● STATED TASK
All entries are to be quoted exactly; the images stay out of the copy.
** start TASK MATERIAL **
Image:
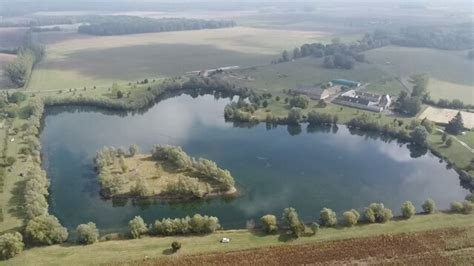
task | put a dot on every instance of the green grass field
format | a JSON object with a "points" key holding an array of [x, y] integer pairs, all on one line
{"points": [[308, 72], [75, 60], [450, 71], [157, 247], [386, 67]]}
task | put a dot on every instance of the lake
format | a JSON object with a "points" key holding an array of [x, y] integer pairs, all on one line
{"points": [[307, 169]]}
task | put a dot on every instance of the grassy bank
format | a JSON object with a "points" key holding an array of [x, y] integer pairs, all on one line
{"points": [[158, 247]]}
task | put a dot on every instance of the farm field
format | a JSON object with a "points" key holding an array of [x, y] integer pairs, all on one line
{"points": [[309, 72], [386, 68], [5, 59], [443, 116], [11, 38], [158, 247], [450, 71], [75, 60]]}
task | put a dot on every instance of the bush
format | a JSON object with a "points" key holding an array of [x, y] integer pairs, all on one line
{"points": [[10, 160], [351, 217], [449, 142], [429, 206], [137, 227], [11, 244], [269, 223], [408, 210], [467, 207], [376, 212], [175, 246], [314, 228], [470, 197], [290, 216], [180, 226], [328, 217], [45, 230], [456, 206], [294, 115], [87, 233], [133, 149], [300, 101]]}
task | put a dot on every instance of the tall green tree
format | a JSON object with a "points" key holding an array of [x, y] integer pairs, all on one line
{"points": [[11, 244]]}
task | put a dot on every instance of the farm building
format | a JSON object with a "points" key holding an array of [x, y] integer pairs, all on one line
{"points": [[363, 100], [315, 93], [345, 82]]}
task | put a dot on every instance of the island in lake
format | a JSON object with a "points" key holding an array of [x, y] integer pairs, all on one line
{"points": [[167, 173]]}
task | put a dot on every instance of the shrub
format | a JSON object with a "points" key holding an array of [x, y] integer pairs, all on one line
{"points": [[470, 197], [10, 160], [45, 230], [11, 244], [179, 226], [300, 101], [408, 210], [376, 212], [467, 207], [456, 206], [290, 216], [133, 149], [87, 233], [328, 217], [429, 206], [269, 223], [314, 228], [351, 217], [294, 115], [175, 246], [137, 227]]}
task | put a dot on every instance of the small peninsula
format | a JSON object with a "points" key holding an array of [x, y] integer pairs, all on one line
{"points": [[167, 173]]}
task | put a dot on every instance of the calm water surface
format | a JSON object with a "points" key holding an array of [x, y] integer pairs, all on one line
{"points": [[275, 168]]}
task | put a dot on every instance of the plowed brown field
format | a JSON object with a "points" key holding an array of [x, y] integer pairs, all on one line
{"points": [[440, 247]]}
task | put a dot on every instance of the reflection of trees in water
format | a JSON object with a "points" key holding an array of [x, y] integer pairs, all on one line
{"points": [[416, 151], [190, 205], [86, 107], [318, 128], [294, 130]]}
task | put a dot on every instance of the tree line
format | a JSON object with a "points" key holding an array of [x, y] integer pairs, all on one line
{"points": [[341, 55], [120, 25]]}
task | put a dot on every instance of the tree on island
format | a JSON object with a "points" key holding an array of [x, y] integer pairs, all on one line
{"points": [[456, 125], [133, 149], [11, 244]]}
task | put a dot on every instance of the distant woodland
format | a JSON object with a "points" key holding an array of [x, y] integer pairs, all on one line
{"points": [[121, 25], [341, 55]]}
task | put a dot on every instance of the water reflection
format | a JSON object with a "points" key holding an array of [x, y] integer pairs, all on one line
{"points": [[321, 167]]}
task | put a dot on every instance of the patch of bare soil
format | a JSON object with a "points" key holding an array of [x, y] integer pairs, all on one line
{"points": [[426, 248]]}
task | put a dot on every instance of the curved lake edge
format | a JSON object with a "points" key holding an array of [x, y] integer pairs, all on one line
{"points": [[38, 113], [321, 136], [222, 89]]}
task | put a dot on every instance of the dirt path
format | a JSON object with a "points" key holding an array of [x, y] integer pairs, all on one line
{"points": [[458, 140]]}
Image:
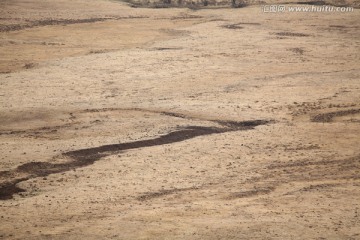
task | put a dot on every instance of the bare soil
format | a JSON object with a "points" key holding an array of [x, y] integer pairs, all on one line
{"points": [[140, 123]]}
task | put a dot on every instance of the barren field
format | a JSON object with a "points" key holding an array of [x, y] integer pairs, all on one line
{"points": [[140, 123]]}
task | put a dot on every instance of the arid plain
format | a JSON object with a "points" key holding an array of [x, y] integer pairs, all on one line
{"points": [[136, 123]]}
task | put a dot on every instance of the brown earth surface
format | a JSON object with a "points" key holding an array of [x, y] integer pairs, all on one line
{"points": [[140, 123]]}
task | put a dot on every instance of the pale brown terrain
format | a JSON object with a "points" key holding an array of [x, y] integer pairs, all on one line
{"points": [[142, 123]]}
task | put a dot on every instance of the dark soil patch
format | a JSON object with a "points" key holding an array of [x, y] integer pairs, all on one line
{"points": [[87, 156], [50, 22]]}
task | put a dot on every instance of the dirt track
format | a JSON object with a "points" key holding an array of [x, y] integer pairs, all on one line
{"points": [[132, 123]]}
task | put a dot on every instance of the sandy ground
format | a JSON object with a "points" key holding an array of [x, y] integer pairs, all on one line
{"points": [[130, 123]]}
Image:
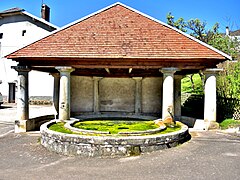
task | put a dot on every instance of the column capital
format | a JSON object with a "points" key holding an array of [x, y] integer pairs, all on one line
{"points": [[55, 75], [65, 69], [21, 68], [169, 70], [137, 78]]}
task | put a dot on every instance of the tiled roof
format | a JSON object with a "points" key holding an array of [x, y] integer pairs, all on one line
{"points": [[16, 10], [119, 31], [235, 33]]}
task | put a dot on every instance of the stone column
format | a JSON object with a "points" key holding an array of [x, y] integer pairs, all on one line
{"points": [[56, 92], [96, 94], [22, 99], [210, 99], [138, 94], [168, 91], [177, 95], [64, 95]]}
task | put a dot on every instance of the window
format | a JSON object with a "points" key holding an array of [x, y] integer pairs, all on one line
{"points": [[24, 32]]}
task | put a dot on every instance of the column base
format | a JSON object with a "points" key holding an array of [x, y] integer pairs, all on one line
{"points": [[22, 126], [211, 125]]}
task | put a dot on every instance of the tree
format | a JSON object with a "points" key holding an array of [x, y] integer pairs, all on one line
{"points": [[212, 36]]}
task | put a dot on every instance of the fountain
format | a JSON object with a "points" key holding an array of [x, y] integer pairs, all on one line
{"points": [[94, 143]]}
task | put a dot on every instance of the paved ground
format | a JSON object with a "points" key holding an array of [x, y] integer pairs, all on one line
{"points": [[208, 155]]}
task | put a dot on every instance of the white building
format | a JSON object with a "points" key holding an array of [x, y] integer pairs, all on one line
{"points": [[19, 28]]}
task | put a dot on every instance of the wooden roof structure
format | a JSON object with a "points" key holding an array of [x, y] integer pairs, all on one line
** end TASK MATERIAL **
● RIGHT ANSWER
Image:
task | put a dot on every instance of the green grass field
format | a JSON object with a "points" key holding an array of [x, y] integer pairs, all on one line
{"points": [[308, 72], [75, 60], [450, 71], [157, 247], [386, 67]]}
task | put a dot on every instance of the lake
format | a JSON object with a "points" key holding an array of [x, y] integer pairs, all on one line
{"points": [[307, 169]]}
task | put a dot on every instance of the grassy bank
format | a JSON object with a "points" key holding an array of [x, y] integer pairs, all on one line
{"points": [[158, 247]]}
task | put a dot on every instance of the farm field
format | a JSON object with a "points" key holding an array of [x, y] integer pairs, all on one line
{"points": [[309, 72], [386, 68], [5, 59], [443, 116], [11, 38], [158, 247], [450, 71], [75, 60]]}
task | put a dot on every instance of the bush
format | a JSON object with a "points" key holding an array of [x, y] integer pairs, all on one line
{"points": [[10, 160], [351, 217], [449, 142], [429, 206], [137, 227], [11, 244], [269, 223], [408, 210], [467, 207], [376, 212], [175, 246], [314, 228], [470, 197], [290, 216], [180, 226], [328, 217], [45, 230], [456, 206], [294, 115], [87, 233], [133, 149], [300, 101]]}
task | put a dot on every instance of the tall green tree
format | a JSON object with a "points" key holding an array of [x, y] integer pairs, all on one line
{"points": [[11, 244]]}
task | put a dot on every instance of the farm building
format | a JSON object with a "points" key holding an array of [x, y] integer pairs, all on one line
{"points": [[363, 100], [315, 93], [345, 82]]}
task | put a dot on every instance of the island in lake
format | a JSON object with a "points" key holding an array of [x, y] integer pairs, all on one line
{"points": [[167, 173]]}
task | put a dot on every instance of the shrub
format | a JSON object with a "points" key holding an array of [x, y] integer pairs, all on one line
{"points": [[470, 197], [10, 160], [45, 230], [11, 244], [179, 226], [300, 101], [408, 210], [376, 212], [467, 207], [456, 206], [290, 216], [133, 149], [87, 233], [328, 217], [429, 206], [269, 223], [314, 228], [351, 217], [294, 115], [175, 246], [137, 227]]}
task | put a dot on every instance of the small peninsula
format | a JSON object with a "points" key holding an array of [x, y] integer pairs, all on one line
{"points": [[167, 173]]}
task | put a dot on every instance of the calm water surface
format | a JSON object with a "points" key holding an array of [x, y] integer pairs, all on one line
{"points": [[275, 168]]}
task | put a dot on every instance of the plowed brown field
format | a JSON object with a "points" key holding an array of [x, y] integer pairs, all on one line
{"points": [[440, 247]]}
task | put a dot on every instance of the reflection of trees in water
format | a JSON object with a "points" key holding an array of [x, y] integer pairs, all on one line
{"points": [[416, 151], [190, 205], [86, 107], [318, 128], [294, 130]]}
task | put a dot on every instance of the tree line
format | a JSON object with a "points" key holding an array of [x, y] integer pairs, all on one line
{"points": [[341, 55], [120, 25]]}
task | put a dot on every instance of the tree on island
format | a JSON object with a "points" key holding an array of [x, y] integer pairs, all on one line
{"points": [[456, 125], [133, 149], [11, 244]]}
task | put a dot on every instance of the distant woodland
format | a JSON object with a "points" key holding an array of [x, y] integer pairs, all on one line
{"points": [[121, 25], [341, 55]]}
task | put a dot on every instance of the water reflection
format | a JSON object with a "points" key holding an array of [x, y] integer pairs, all on one line
{"points": [[321, 167]]}
task | put a dot on every instance of the patch of bare soil
format | a JSON object with a "points" key holding an array of [x, y] integer pairs, all on one line
{"points": [[426, 248]]}
task | put a dot on every instance of the curved lake edge
format | a JSON object with a "points" key holding an array of [x, y] integer pairs, all on one line
{"points": [[38, 113], [321, 136], [222, 89]]}
task | put a dot on every instance of the dirt path
format | a JSON object with a "points" key holding an array of [x, y] integer pairs, all on one line
{"points": [[458, 140]]}
Image:
task | put a dot on every instance of the bare soil
format | a JSON object with a "points" key holding an array of [x, y] integer pairs, all on one line
{"points": [[140, 123]]}
task | put a dot on every instance of the barren field
format | a JSON object with a "points" key holding an array of [x, y] integer pairs, all on one line
{"points": [[140, 123]]}
task | put a dot on every instance of the arid plain
format | a JSON object with a "points" key holding an array of [x, y] integer pairs, all on one line
{"points": [[136, 123]]}
task | put a dot on every instance of the brown earth surface
format | a JSON object with a "points" key holding an array of [x, y] integer pairs, all on one line
{"points": [[140, 123]]}
task | put a dot on every instance of the pale brown terrain
format | a JSON object with a "points" key holding an array of [x, y] integer pairs, all on one line
{"points": [[142, 123]]}
task | put a dot on every instance of the dark soil patch
format | a JSON object with a "points" key holding an array of [x, y] integer pairs, all on one line
{"points": [[87, 156], [50, 22]]}
task | put a dot on every instance of the dirt track
format | a JSON object with a "points" key holding an array of [x, y] integer pairs, all on one line
{"points": [[132, 123]]}
task | put a dot on every instance of the sandy ground
format | a JSON object with a "points" key holding an array of [x, y] integer pairs, all on one line
{"points": [[130, 123]]}
Image:
task | put a dot on every instance of the column capital
format | a JSON object with a "points" key holding an array of [x, y] integer pairs, all on one line
{"points": [[55, 75], [65, 69], [21, 68], [169, 70], [137, 78]]}
task | put a dot on every instance of the tiled roof
format | a JSON object with a "points" key holding an array of [x, y] integer pairs, all on one line
{"points": [[16, 10], [119, 31], [235, 33]]}
task | put a dot on every instance of the stone column
format | a JSON object with a "points" key holding an array of [x, y] integer pairs, all on one line
{"points": [[56, 92], [96, 94], [22, 99], [210, 99], [138, 94], [168, 91], [177, 95], [64, 95]]}
task | put a dot on every instance of the window
format | a JSON object with a "points" key holding an array of [x, y] integer pairs, all on one line
{"points": [[24, 32]]}
task | put a dot on every instance of the column base
format | a JSON object with a "points" key holding an array of [x, y] integer pairs, all on one line
{"points": [[22, 126], [211, 125]]}
task | put a dot on every instance of the tree
format | a JSON object with a "points" key holding an array of [x, y] integer pairs, all on one line
{"points": [[212, 36]]}
task | put a dot on every instance of the fountain
format | a JSON object with a "points" key holding an array of [x, y] integer pairs, all on one line
{"points": [[94, 143]]}
task | put a dot on every instance of the paved ground
format | a JSON object with a "points" key holding an array of [x, y] integer pairs, all on one line
{"points": [[208, 155]]}
task | put a dot on every instance of the white building
format | a JSON object with a "points" key holding an array of [x, y] integer pairs, all on one line
{"points": [[19, 28]]}
task | put a dot on every instance of the wooden roof structure
format | a JSON object with a "points" key holding an array of [x, y] integer pairs, all on one line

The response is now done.